*** Opening Supplied data ***
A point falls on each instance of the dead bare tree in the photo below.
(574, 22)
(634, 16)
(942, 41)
*** Closing Supplied data ***
*** Opening Supplied data ***
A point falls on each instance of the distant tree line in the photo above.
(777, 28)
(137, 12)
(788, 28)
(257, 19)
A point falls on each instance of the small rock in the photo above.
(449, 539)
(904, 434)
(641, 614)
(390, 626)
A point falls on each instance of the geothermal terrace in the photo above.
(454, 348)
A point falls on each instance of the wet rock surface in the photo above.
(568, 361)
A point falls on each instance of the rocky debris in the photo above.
*** Closing Supplied data ***
Reproduce, exactly as they stand in the data above, the lines from the one that holds "A point falls on each instance of the wet" to the one that holds "A point falls on each instance of the rocky", inclusive.

**The answer**
A point falls on each instance of the wet rock surface in the photo above.
(568, 361)
A point falls on each instance of the rocky debris in the photo above.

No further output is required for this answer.